An example of "beauty in method"—a simple and elegant proof of the Pythagorean theorem.

Elegance is beauty that shows unusual effectiveness and simplicity.

Elegance is frequently used as a standard of tastefulness, particularly in visual design, decorative arts, literature, science, and the aesthetics of mathematics.

Elegant things often exhibit refined grace and suggest maturity, and in the case of mathematics, a deep mastery of the subject matter.

==General concept==
Essential components of the concept include simplicity and consistency of design, focusing on the essential features of an object. In art of any kind one might also require dignified grace, or restrained beauty of style.

Visual stimuli are frequently considered elegant, if a small number of colors and stimuli are used, emphasizing the remainder.

==In philosophy of science==
In the philosophy of science, there are two concepts referring to two aspects of simplicity: elegance (syntactic simplicity), which means the number and complexity of hypotheses, and parsimony (ontological simplicity), which is the number and complexity of things postulated.

==In mathematics==

In mathematical problem solving, the solution to a problem (such as a proof of a mathematical theorem) exhibits mathematical elegance if it is surprisingly simple and insightful yet effective and constructive. Such solutions might involve a minimal amount of assumptions and computations, while outlining an approach that is highly generalizable. Similarly, a computer program or algorithm is elegant if it uses a small amount of code to great effect.

==In engineering==

In engineering, a solution may be considered elegant if it uses a non-obvious method to produce a solution which is highly effective and simple. An elegant solution may solve multiple problems at once, especially problems that are not thought to be inter-related.
Elegance can arguably be measured for engineering problems as the ratio of problem complexity to that of solution complexity. Thus a simple (low complexity) solution to a problem of high complexity is seen as elegant. This measure does not advise of process to produce elegant solutions, and is merely a way of comparing between multiple solutions for elegance assessment.

» Activity list
[1] Reproduce word for word the part of the text on elegance that opens with the words containing "An example of" and closes with "effectiveness and simplicity.".
[2] In the text on elegance, how is parsimony defined in the philosophy of science?
[3] Write what comes next in the text on elegance, starting after its last sentence.

» Listed entries
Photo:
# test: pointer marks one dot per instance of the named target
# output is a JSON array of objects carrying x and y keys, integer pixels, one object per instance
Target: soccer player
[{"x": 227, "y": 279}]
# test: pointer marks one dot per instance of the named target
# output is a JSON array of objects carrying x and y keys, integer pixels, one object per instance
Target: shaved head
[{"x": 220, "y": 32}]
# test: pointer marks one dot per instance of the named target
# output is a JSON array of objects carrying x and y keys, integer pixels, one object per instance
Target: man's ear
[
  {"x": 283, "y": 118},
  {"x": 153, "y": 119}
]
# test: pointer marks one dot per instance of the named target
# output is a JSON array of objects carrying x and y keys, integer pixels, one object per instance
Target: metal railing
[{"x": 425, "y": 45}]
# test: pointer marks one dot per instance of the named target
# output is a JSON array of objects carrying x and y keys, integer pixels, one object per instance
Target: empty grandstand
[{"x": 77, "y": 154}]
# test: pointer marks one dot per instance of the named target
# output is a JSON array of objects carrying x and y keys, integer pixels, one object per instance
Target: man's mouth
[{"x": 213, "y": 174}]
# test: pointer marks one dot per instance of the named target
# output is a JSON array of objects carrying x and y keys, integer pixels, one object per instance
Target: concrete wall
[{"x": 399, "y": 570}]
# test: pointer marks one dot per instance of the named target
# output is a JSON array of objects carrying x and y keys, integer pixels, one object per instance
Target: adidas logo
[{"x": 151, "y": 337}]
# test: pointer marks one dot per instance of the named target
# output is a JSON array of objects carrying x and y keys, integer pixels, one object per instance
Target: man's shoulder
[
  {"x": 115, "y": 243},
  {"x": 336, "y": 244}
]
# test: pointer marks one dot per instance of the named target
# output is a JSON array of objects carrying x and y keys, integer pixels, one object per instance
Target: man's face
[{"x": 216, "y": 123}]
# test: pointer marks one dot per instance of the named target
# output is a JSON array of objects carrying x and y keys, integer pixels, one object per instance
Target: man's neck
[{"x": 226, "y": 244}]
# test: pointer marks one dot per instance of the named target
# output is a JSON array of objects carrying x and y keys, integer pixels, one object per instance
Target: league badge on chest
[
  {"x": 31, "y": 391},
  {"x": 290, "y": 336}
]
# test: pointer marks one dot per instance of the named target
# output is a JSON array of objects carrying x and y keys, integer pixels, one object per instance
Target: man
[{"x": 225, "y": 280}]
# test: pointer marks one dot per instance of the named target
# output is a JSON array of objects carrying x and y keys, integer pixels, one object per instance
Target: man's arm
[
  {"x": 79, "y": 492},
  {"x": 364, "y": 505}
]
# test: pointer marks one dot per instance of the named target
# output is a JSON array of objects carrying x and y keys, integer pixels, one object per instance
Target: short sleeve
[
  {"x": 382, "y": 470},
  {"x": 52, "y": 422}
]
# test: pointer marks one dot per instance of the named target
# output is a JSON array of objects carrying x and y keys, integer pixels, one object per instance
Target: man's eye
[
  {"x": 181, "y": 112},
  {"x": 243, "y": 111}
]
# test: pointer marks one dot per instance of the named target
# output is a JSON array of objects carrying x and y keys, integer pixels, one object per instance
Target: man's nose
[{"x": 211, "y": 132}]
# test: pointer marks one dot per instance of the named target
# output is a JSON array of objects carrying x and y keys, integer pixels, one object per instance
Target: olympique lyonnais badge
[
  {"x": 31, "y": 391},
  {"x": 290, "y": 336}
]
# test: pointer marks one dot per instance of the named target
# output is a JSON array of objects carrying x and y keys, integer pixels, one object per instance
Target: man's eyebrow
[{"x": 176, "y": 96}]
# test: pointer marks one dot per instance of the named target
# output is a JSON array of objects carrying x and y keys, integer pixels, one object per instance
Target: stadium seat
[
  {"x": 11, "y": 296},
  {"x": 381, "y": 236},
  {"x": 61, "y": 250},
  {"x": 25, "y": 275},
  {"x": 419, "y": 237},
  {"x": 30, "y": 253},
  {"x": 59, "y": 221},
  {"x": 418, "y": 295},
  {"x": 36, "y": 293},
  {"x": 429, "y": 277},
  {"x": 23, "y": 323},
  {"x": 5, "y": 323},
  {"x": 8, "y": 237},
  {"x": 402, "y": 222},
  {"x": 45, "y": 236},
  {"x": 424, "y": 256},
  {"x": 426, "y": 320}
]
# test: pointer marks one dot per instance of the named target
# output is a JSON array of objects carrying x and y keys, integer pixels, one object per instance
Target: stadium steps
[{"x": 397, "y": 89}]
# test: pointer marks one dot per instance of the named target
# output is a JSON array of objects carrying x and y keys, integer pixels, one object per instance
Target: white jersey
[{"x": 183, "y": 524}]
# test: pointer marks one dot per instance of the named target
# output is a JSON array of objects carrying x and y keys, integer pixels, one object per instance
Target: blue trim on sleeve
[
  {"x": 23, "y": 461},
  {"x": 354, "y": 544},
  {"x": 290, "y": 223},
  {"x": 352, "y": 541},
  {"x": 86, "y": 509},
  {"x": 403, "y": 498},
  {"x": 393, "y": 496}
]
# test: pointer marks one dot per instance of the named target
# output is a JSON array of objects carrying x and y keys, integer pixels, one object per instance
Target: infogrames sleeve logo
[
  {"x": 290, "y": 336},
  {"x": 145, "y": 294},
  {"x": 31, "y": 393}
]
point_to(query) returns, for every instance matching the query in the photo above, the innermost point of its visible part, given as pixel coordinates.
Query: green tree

» Answers per task
[1]
An example of "beauty in method"—a simple and elegant proof of the Pythagorean theorem.

Elegance is beauty that shows unusual effectiveness and simplicity.

[2] Parsimony (ontological simplicity) is the number and complexity of things postulated.

[3]
==In chemistry==

In chemistry, chemists might look for elegance in theory, method, technique and procedure. For example, elegance might comprise creative parsimony and versatility in the utilization of resources, in the manipulation of materials, and in the effectiveness in syntheses and analysis.

==In pharmacy==

In pharmacy, elegance in formulation is important for quality as well as for effectiveness in dosage form design, a major component of pharmaceuticals.

==In fashion==

The concept of elegance in fashion is often associated with the modern taste for subtraction and understatement that capitalistic societies have developed to convey a sense of status. Unlike similar concepts such as glamour, elegance is a unisex practice, and it was initially developed amongst the male ruling classes after the French Revolution. Elegance was later adopted by ladieswear, from the 20th century onwards. This approach to clothes based on subtraction and understatement is pursued by the upper classes to avoid vulgarity, hence belonging to a lower social status. Several elements that determine the adoption of elegance and its rule have been recognized: a key role is played by class, gender, morality and taste.